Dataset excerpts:

+ + +

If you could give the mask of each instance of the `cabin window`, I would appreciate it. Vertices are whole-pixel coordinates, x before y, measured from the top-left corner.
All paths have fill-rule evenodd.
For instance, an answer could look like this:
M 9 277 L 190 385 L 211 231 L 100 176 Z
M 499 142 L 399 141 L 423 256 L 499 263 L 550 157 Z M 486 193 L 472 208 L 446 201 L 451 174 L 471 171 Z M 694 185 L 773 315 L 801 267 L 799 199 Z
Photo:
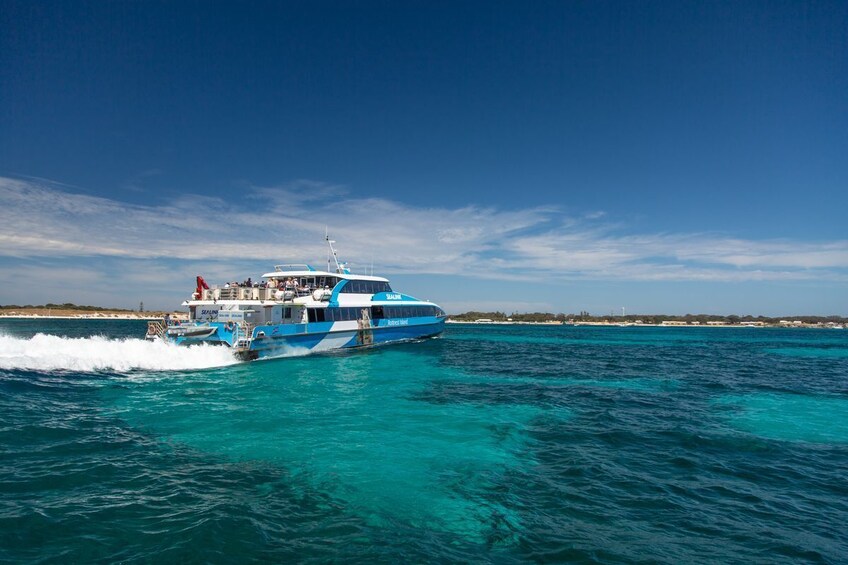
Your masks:
M 339 279 L 337 277 L 318 277 L 318 288 L 324 288 L 326 286 L 332 289 L 338 282 Z
M 308 308 L 308 319 L 310 323 L 325 321 L 323 308 Z
M 372 306 L 371 317 L 381 318 L 419 318 L 422 316 L 444 316 L 445 312 L 436 306 Z
M 350 294 L 377 294 L 378 292 L 391 292 L 392 287 L 383 281 L 359 281 L 348 280 L 342 287 L 341 292 Z
M 332 320 L 335 322 L 349 322 L 351 320 L 358 320 L 359 310 L 359 308 L 355 307 L 327 308 L 326 319 L 327 321 Z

+ + +

# [Task instructions]
In the copy, each entry above must match exactly, and no picture may be carried over.

# [Result of this exercise]
If you could give the mask of each instance of the `cabin window`, I would appreciate it. Vertices are whole-pixel coordinates, x before y, measured from the top-left corner.
All paths have fill-rule evenodd.
For instance, an answer could look like this:
M 9 277 L 190 385 L 211 231 L 100 176 Z
M 499 142 L 399 141 L 423 256 L 499 263 L 550 157 Z M 486 193 L 472 208 L 446 201 L 451 174 L 471 171 Z M 694 185 L 773 315 L 801 267 L 799 199 Z
Photo:
Your masks:
M 339 279 L 337 277 L 318 277 L 318 288 L 324 288 L 326 286 L 332 289 L 338 282 Z
M 308 308 L 308 319 L 310 323 L 325 321 L 323 308 Z
M 372 306 L 371 317 L 381 318 L 419 318 L 422 316 L 444 316 L 445 312 L 436 306 Z
M 350 294 L 377 294 L 378 292 L 391 292 L 392 287 L 383 281 L 359 281 L 348 280 L 342 287 L 341 292 Z
M 332 320 L 335 322 L 349 322 L 351 320 L 358 320 L 359 310 L 359 308 L 355 307 L 327 308 L 326 319 L 327 321 Z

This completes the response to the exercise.